Problem: Please put the material below into a Markdown table with two columns, Number and Line, one row per line, numbered in order and with blank lines left out.

Task input:

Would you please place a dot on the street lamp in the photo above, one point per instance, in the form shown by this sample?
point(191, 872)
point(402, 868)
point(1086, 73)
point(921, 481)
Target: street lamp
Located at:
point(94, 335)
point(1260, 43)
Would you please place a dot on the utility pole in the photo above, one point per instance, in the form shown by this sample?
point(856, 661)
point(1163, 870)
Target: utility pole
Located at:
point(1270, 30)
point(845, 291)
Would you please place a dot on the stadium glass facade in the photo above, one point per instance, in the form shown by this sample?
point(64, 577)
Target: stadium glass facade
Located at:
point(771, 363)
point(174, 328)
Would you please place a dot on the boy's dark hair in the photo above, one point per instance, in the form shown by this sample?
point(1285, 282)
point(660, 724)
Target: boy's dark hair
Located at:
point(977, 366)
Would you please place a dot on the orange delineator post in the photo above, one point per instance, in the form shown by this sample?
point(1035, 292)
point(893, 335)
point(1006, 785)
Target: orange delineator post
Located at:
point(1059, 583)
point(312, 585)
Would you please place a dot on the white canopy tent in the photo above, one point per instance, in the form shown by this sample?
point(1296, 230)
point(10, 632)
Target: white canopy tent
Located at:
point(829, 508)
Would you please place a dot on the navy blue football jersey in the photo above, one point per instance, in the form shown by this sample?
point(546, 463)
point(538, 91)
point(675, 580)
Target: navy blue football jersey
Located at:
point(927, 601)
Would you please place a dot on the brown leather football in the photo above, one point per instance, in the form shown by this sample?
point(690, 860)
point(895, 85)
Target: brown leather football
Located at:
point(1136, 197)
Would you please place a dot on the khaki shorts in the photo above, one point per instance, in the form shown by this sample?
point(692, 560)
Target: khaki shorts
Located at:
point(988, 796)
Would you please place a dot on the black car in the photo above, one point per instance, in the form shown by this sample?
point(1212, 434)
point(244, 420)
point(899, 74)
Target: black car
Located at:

Exercise result:
| Number | Line |
|---|---|
| 1 | Would you please place a dot on the street lamp in the photo above, one point per instance, in the form shown by this sample? |
| 2 | point(191, 872) |
| 3 | point(402, 868) |
| 4 | point(1086, 73) |
| 5 | point(921, 481) |
| 6 | Target: street lamp |
| 7 | Located at: |
| 8 | point(94, 335) |
| 9 | point(1260, 43) |
| 10 | Would you please place a dot on the utility pole in the photo above, one point per instance, in the form shown by this sample? |
| 11 | point(856, 661) |
| 12 | point(1163, 870) |
| 13 | Target: utility pole |
| 14 | Located at: |
| 15 | point(1270, 30) |
| 16 | point(845, 291) |
| 17 | Would you please place a dot on the stadium glass facade in the photo above, one point per instance, in the form shown by this sample? |
| 18 | point(64, 577) |
| 19 | Target: stadium glass facade |
| 20 | Located at: |
| 21 | point(771, 363) |
| 22 | point(174, 328) |
| 23 | Would you please place a dot on the boy's dark hair in the photo above, one point per instance, in the form shown by this sample? |
| 24 | point(1285, 282) |
| 25 | point(660, 724) |
| 26 | Target: boy's dark hair |
| 27 | Located at: |
| 28 | point(977, 366) |
| 29 | Would you please place a dot on the orange delineator post in the photo above, one point per instance, in the form shown by this sample? |
| 30 | point(1035, 292) |
| 31 | point(893, 335) |
| 32 | point(1006, 785) |
| 33 | Target: orange delineator post |
| 34 | Located at: |
| 35 | point(1059, 583) |
| 36 | point(312, 585) |
| 37 | Would you please place a dot on the white canopy tent in the photo above, one point per instance, in the form shown by this sample? |
| 38 | point(1296, 230) |
| 39 | point(10, 632) |
| 40 | Target: white canopy tent |
| 41 | Located at: |
| 42 | point(829, 508) |
| 43 | Would you please place a dot on the navy blue football jersey in the photo above, one point per instance, in the form shown by this sample? |
| 44 | point(546, 463) |
| 45 | point(538, 91) |
| 46 | point(675, 580) |
| 47 | Target: navy blue football jersey |
| 48 | Located at: |
| 49 | point(927, 601) |
| 50 | Would you please place a dot on the brown leather football in the photo above, one point per instance, in the form shown by this sample? |
| 51 | point(690, 860) |
| 52 | point(895, 85) |
| 53 | Target: brown leather football |
| 54 | Located at: |
| 55 | point(1136, 197) |
| 56 | Would you please place a dot on the khaki shorts in the photo above, one point per instance, in the form shown by this sample? |
| 57 | point(692, 560) |
| 58 | Target: khaki shorts |
| 59 | Located at: |
| 60 | point(988, 796) |
| 61 | Would you please place a dot on the black car in the photo above, one point per instance, in the form shown by this sample? |
| 62 | point(1212, 434) |
| 63 | point(244, 420) |
| 64 | point(899, 74) |
| 65 | Target: black car |
| 66 | Located at: |